ANFORDERUNG 1
Wähle jede Zeile der Datensätze aus, in der die Zeichenfolge „hillside“ vorkommt. Achte dabei auf Groß- und Kleinschreibung.
---------------
Lin Jun: "Mein deutscher Geliebter"


Deutschland ist aus vielerlei Gründen für die Chinesen wichtig, und das ist auch einer der Gründe, warum man in den letzten Jahren immer mehr von ihnen auf deutschen Straßen antrifft. Sie haben ihre ganz eigene Einstellung zu Deutschland und den Deutschen, den Einwohnern von De Guo (dem Land der Tugend).

Lin AnAn hatte darüber nie sonderlich viel nachgedacht, bevor sie sich entschied ihr heimatliches Schanghai zu verlassen und zum Studieren nach Deutschland zu gehen. Aus verschiedenen Gründen musste sie China den Rücken kehren, und in Deutschland war es damals noch möglich ohne Bezahlung von Studiengebühren zu studieren, was es gegenüber England wesentlich attraktiver machte. Außerdem hatte ihr eine Wahrsagerin mitgeteilt, dass sich ihr Leben fern von Zuhause erfüllen werde.
---------------
ANFORDERUNG 2
Beantworte zum Textausschnitt über Lin AnAn diese Fragen:
(a) Was bedeutet De Guo laut dem Text?
(b) Welche Stadt verließ Lin AnAn, um in Deutschland zu studieren?
(c) Was hatte eine Wahrsagerin ihr mitgeteilt?

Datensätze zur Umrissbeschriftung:
---------------
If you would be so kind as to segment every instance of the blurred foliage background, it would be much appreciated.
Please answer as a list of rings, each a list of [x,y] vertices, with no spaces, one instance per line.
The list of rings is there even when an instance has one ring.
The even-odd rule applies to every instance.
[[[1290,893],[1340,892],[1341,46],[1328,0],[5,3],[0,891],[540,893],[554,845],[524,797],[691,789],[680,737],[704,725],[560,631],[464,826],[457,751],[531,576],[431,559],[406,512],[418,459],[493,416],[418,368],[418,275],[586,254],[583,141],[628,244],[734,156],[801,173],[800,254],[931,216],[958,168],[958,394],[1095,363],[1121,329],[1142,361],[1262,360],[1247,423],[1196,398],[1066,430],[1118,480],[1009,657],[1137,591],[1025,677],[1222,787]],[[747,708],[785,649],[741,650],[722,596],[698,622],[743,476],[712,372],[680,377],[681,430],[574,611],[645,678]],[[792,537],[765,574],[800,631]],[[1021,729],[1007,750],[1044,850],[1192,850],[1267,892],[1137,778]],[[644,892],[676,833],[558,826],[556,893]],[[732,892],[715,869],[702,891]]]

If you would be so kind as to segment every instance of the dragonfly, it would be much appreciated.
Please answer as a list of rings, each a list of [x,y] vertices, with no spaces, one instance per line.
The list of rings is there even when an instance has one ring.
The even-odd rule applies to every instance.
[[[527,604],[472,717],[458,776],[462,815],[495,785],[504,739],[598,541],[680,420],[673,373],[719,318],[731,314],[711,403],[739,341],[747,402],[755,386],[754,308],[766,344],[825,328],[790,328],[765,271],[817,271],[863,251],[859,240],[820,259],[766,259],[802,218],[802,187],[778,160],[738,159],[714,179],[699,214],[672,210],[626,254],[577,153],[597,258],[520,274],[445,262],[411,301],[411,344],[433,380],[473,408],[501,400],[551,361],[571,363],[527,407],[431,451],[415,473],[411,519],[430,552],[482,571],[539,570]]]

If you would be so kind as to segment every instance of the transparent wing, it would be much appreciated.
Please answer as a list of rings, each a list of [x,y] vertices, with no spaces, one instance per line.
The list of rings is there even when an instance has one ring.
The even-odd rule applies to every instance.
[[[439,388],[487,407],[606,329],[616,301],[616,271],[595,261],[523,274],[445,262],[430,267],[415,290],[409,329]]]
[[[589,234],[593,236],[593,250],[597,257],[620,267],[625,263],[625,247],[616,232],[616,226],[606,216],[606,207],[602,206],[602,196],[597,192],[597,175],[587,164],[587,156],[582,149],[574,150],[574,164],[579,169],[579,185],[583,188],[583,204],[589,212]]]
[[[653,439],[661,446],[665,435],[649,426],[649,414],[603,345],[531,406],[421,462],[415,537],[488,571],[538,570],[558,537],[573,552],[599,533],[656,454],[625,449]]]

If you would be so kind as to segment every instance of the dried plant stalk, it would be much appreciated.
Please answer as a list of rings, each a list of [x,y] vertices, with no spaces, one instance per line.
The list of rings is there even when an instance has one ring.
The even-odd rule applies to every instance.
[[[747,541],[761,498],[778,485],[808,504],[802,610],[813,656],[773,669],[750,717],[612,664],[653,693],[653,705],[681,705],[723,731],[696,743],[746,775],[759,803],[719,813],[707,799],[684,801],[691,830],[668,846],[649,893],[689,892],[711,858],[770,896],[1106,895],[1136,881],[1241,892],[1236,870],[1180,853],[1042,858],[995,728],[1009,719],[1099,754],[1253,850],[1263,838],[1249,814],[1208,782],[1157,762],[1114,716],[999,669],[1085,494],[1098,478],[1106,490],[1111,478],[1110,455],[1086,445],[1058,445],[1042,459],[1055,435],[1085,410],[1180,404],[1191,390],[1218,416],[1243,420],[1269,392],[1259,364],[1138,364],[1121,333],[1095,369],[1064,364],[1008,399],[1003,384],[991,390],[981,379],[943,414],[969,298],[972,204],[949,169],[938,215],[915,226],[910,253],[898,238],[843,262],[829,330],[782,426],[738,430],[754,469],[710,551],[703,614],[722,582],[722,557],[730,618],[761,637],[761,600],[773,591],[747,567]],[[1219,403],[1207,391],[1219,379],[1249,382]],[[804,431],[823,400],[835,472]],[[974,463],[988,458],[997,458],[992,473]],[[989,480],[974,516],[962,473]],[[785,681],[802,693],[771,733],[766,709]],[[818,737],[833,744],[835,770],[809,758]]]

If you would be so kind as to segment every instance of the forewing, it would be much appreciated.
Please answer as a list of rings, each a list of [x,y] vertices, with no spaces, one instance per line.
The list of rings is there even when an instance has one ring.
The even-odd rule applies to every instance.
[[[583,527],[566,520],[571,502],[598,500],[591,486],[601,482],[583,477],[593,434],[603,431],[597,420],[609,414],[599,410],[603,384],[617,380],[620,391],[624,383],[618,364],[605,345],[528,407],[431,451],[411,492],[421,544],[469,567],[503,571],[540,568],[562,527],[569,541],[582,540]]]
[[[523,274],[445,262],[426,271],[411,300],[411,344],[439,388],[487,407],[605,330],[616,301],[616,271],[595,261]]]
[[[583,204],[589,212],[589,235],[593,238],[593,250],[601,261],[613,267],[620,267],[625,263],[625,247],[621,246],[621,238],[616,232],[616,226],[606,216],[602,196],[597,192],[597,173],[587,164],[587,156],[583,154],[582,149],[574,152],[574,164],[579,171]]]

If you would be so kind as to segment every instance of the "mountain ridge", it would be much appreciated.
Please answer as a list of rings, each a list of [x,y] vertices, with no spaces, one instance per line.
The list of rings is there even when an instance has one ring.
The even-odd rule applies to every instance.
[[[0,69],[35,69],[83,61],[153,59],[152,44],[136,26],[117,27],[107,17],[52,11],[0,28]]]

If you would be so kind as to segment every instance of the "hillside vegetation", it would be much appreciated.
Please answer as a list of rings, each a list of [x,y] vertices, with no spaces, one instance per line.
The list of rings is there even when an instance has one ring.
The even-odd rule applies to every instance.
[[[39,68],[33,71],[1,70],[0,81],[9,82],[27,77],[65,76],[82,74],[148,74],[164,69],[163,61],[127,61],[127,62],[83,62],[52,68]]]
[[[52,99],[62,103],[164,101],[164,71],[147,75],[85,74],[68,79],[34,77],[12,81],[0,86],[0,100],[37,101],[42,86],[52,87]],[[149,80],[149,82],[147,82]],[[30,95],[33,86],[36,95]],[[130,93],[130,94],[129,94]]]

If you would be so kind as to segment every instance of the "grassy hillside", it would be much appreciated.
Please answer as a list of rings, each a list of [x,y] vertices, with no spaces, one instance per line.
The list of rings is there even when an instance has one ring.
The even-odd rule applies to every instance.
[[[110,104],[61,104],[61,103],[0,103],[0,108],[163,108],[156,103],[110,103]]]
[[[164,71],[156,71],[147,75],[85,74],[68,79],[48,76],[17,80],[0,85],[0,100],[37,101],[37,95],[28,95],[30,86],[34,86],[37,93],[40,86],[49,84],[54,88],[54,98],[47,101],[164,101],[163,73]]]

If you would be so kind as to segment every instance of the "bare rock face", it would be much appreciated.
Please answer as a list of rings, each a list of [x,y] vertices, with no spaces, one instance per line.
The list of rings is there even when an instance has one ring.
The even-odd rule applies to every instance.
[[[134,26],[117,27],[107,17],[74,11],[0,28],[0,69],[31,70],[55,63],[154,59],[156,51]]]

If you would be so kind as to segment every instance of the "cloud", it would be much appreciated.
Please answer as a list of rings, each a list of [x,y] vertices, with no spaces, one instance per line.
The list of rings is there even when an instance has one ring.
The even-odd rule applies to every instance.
---------------
ANTWORT ZUR AUFGABE 1
If you would be so kind as to segment every instance of the "hillside vegetation", it would be much appreciated.
If you would be so kind as to segment every instance of the "grassy hillside", it would be much appreciated.

ANTWORT ZUR AUFGABE 2
(a) Das Land der Tugend.
(b) Schanghai.
(c) Dass sich ihr Leben fern von Zuhause erfüllen werde.